[start of DATA SHOWN]

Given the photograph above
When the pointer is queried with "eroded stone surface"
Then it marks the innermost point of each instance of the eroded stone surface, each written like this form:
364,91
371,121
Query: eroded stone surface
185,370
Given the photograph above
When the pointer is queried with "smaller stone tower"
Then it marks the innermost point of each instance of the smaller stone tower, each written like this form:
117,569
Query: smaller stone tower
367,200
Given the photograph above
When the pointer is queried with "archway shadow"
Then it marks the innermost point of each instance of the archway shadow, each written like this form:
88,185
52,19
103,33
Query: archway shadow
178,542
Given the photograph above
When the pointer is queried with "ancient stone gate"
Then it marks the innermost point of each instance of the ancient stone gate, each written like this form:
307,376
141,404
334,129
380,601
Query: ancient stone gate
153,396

[end of DATA SHOWN]

■ TASK DIRECTIONS
Please output every line of the rows above as a JSON array of strings, one string per line, skipping any blank lines.

■ REPLY TO THE TASK
[
  "Given the photograph above",
  "When the pointer is queried with \"eroded stone surface\"",
  "Then it marks the innermost point of each instance of the eroded stone surface, each written like this form:",
  "364,91",
  "371,121",
  "Query: eroded stone surface",
  "185,370",
  "Given the photograph above",
  "When the pointer is queried with \"smaller stone tower\"",
  "Then it marks the innermost point of each instance of the smaller stone tower, each written like this form:",
  "117,569",
  "Query: smaller stone tower",
  "367,200",
  "Given the photograph above",
  "When the pointer is queried with \"archway shadow\"",
  "Then it marks the innermost point of each instance of the archway shadow, each written like this form:",
  "88,185",
  "52,19",
  "103,33",
  "Query: archway shadow",
  "178,542",
  "Given the photograph above",
  "When the pointer is queried with \"ancient stone gate\"",
  "Then it marks the innermost point of each instance of the ancient stone gate, each written like this form:",
  "307,376",
  "141,404",
  "334,129",
  "380,601",
  "Query: ancient stone gate",
  "153,396"
]